* _EXERCISE_
Note each line in the data below that holds "above", and copy it.

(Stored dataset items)
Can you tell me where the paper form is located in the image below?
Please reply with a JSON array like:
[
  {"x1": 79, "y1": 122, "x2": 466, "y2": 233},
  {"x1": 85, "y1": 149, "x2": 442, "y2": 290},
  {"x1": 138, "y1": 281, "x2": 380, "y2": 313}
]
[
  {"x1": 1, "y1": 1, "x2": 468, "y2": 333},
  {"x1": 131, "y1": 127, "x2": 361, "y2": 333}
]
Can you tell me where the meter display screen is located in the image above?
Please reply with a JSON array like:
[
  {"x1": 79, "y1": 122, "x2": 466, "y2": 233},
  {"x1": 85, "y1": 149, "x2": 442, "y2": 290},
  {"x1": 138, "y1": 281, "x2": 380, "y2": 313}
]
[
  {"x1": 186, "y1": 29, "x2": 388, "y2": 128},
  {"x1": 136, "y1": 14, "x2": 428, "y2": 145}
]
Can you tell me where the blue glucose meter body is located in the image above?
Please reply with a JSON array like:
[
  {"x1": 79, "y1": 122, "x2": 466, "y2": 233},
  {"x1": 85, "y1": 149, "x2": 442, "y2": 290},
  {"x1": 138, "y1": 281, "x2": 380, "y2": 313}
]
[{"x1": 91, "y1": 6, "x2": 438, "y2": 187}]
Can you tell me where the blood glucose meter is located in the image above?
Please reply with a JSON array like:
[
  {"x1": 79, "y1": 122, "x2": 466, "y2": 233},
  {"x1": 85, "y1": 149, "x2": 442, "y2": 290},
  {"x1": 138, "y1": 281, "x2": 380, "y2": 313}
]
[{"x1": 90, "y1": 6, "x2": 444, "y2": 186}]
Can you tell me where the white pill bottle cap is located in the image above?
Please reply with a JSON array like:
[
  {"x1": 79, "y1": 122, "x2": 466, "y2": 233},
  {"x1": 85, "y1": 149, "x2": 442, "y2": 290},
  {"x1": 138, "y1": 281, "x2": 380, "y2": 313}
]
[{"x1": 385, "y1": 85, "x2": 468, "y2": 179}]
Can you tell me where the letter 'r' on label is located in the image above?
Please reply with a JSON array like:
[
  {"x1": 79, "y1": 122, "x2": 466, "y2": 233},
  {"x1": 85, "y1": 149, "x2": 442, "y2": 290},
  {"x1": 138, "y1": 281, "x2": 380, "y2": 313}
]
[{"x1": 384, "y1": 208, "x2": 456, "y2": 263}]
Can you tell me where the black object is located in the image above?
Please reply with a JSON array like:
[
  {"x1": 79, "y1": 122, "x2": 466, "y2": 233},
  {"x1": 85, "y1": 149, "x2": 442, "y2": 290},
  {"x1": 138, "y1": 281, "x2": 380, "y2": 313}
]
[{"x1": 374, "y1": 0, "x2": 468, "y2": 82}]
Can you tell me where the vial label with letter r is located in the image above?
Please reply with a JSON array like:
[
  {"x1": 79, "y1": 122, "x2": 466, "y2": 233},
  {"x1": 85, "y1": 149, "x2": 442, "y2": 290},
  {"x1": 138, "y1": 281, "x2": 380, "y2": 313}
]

* _ANSWER SECTION_
Can you tell me where the meter display screen is located in the image above?
Can you tell me where the blue glucose meter body is located in the image above?
Can you tell me where the blood glucose meter is located in the image above?
Can you tell me where the white pill bottle cap is located in the image above?
Can you tell me where the letter 'r' on label is located in the image above?
Can you tell me where the black object is located in the image above?
Can you tell me where the vial label with letter r is located in the image above?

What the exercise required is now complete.